Your task: In the records below, the line that contains "In this exercise you will locate the white and" marks the start. Copy it and each line after it through the end, exactly, without pictures.

**** Listed records ****

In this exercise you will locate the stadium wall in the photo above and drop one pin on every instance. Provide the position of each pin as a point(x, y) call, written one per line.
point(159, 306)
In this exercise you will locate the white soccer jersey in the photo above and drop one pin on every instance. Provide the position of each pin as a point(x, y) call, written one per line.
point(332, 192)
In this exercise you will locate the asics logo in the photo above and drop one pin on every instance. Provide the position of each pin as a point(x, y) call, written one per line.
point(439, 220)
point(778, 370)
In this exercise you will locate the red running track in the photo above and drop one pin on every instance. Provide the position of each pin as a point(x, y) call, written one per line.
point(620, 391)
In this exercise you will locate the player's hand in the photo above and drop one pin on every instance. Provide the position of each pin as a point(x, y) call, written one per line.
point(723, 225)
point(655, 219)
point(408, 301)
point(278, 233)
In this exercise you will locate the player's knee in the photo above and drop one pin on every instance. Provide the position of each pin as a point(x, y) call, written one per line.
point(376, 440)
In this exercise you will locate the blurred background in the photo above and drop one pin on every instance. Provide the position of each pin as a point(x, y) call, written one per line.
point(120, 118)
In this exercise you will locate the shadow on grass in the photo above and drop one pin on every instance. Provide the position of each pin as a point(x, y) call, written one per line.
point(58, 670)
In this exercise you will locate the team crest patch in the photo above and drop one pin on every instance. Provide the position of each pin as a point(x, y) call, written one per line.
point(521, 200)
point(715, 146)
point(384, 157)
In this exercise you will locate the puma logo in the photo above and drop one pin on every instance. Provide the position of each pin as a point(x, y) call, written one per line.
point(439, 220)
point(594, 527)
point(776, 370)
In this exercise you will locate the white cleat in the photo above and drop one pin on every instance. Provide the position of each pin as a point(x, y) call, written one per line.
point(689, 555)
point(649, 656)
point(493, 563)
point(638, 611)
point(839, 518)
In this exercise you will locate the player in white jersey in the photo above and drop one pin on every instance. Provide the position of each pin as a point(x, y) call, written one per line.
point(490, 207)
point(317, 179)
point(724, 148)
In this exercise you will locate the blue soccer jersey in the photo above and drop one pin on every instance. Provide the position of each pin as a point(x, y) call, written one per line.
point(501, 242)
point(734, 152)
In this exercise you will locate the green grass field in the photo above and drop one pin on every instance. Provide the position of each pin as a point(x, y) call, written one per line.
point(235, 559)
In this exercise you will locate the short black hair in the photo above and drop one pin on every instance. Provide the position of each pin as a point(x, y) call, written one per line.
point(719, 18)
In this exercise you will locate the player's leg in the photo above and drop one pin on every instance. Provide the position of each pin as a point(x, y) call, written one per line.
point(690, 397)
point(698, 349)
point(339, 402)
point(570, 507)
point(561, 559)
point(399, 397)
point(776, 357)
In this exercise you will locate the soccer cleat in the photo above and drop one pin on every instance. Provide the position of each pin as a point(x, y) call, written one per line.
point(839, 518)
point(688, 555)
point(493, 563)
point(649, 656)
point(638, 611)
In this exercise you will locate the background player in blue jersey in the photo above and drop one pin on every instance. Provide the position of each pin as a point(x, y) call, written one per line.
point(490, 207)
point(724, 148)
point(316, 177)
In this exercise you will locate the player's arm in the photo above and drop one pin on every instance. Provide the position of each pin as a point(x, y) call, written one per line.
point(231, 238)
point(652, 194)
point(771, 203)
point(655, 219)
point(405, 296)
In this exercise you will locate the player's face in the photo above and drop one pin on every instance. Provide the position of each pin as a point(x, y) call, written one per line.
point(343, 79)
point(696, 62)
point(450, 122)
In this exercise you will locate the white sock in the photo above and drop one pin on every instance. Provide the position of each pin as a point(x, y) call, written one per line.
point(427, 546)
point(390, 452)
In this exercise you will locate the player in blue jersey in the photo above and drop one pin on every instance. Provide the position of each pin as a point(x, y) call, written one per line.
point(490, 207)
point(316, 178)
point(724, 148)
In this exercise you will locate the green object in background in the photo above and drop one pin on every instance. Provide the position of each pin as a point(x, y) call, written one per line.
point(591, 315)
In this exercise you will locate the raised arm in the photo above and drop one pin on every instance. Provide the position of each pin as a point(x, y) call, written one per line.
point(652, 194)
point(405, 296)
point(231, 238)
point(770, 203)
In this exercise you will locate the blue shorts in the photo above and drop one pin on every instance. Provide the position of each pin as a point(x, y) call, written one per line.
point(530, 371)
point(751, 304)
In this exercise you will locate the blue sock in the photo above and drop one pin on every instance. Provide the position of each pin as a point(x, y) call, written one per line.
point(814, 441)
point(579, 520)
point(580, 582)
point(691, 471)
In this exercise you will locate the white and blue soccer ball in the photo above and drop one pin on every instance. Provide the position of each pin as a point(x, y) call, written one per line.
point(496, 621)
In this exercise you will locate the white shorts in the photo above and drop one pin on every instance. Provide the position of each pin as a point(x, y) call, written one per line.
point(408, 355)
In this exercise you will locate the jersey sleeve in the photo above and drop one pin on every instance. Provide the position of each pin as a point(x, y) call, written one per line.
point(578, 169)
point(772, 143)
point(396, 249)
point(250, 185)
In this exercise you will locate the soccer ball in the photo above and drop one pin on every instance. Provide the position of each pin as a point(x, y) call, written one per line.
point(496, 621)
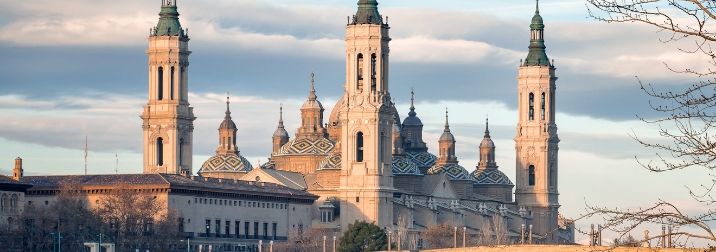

****

Written answer:
In this exercise you will locate the white and blue soccer ball in the photo above and drop one pin on every instance. Provide the position of each pin as a point(x, y) call, written one per line.
point(496, 621)
In this exercise you will locate the white shorts in the photo above and drop one pin on every instance. Provide the position of each pin as a point(x, y) call, written one per line.
point(408, 355)
In this exercise you will locate the jersey sleeve in the photo above and drop one pin on every instance. Provide the position of each pin as a point(x, y) call, written one per line.
point(578, 169)
point(772, 143)
point(396, 249)
point(250, 185)
In this exercise you will locate the soccer ball in the photo above and drop one pin on every instance. Provide the position of each pin as a point(x, y) call, written one per line.
point(496, 621)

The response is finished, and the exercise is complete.